SECÇÃO DO TEXTO –
1.1. A reflexividade das previsões vista pela economia Até agora, todas as considerações que foram feitas acerca da precisão, fiabilidade, erros e desvios das previsões remetem para explicações de cariz técnico ou deontológico. No entanto, um dos fenómenos sociais mas interessantes associados à previsão económica é o da reflexividade social. Este conceito refere-se aos eventuais efeitos da difusão pública da própria previsão na sociedade ou, dito de um outro modo, é um conceito que chama a atenção para a influência das previsões na sociedade e, simultaneamente, da sociedade nas previsões. Nesta linha, uma outra possibilidade explicativa dos erros e dos desvios passa pelo conhecimento da previsão pela sociedade de receção. Eis, portanto, um convite para refletir sobre as implicações sociais das previsões ou para pensarmos, por exemplo, em que medida a previsão da variação da taxa do PIB, da poupança, da dívida, do investimento ou do desemprego pode ou não alterar os comportamentos dos atores económicos incluídos nessa previsão, no momento em que estes conhecem o seu conteúdo. Não podemos esquecer que essas previsões são difundidas na sociedade, que pode aceitá-las total ou parcialmente ou que pode tomá-las como elemento orientador da sua ação: a sua finalidade, teoricamente descritiva que avança um cenário futuro provável, pode gerar alterações na situação cujo desenvolvimento é suposto prever.

Basta uma simples analogia para perceber melhor as implicações da reflexividade neste terreno. Sempre que um meteorólogo prediz as condições climatéricas tem a certeza absoluta que o tempo atmosférico não pode ler as suas previsões.

POR FAZER – No texto sobre a reflexividade das previsões, reescreva tudo desde "Basta uma simples" até "as suas previsões.", trocando "meteorólogo" por "climatologista".

EXCERTOS DE DADOS –

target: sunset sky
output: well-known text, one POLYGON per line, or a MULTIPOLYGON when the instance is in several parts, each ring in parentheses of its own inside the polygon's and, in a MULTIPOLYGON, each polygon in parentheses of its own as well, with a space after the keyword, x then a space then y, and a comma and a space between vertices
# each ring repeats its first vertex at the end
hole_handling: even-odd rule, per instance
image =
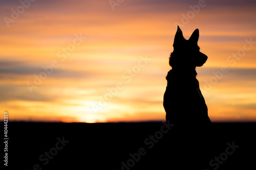
POLYGON ((211 121, 256 121, 256 1, 0 1, 9 120, 164 120, 178 25, 187 39, 199 29, 208 59, 197 78, 211 121))

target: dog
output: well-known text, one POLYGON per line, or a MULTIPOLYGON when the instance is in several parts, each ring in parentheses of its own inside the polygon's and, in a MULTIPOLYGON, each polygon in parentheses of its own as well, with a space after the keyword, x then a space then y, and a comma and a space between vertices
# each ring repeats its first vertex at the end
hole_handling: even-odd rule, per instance
POLYGON ((211 124, 204 99, 196 79, 196 67, 202 66, 207 56, 200 52, 198 45, 199 31, 196 29, 186 40, 178 26, 169 58, 172 69, 166 79, 163 106, 166 122, 180 127, 191 128, 211 124))

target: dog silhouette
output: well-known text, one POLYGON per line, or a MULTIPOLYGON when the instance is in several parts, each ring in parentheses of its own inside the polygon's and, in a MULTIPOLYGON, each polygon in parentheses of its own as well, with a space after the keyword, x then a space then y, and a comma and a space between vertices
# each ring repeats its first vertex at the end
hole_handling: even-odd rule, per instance
POLYGON ((207 56, 200 52, 196 29, 186 40, 178 26, 173 44, 174 51, 169 58, 172 66, 166 77, 167 85, 164 94, 163 106, 166 121, 186 128, 211 123, 207 107, 196 77, 196 67, 202 66, 207 56))

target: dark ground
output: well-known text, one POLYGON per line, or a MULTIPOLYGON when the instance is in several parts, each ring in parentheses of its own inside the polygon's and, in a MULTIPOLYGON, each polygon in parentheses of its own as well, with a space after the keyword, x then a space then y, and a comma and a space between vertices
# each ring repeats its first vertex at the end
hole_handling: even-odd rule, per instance
POLYGON ((256 169, 255 123, 212 124, 202 145, 196 137, 176 140, 173 129, 160 132, 163 126, 9 123, 8 169, 256 169), (227 149, 228 142, 237 148, 227 149), (203 149, 198 152, 197 143, 203 149), (220 156, 223 161, 218 163, 215 157, 220 156))

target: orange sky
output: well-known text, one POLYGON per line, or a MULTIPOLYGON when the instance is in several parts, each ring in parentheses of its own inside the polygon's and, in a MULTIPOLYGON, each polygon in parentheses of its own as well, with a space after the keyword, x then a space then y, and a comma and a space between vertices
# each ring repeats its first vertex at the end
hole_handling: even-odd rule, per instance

RESULTADO ABAIXO –
Basta uma simples analogia para perceber melhor as implicações da reflexividade neste terreno. Sempre que um climatologista prediz as condições climatéricas tem a certeza absoluta que o tempo atmosférico não pode ler as suas previsões.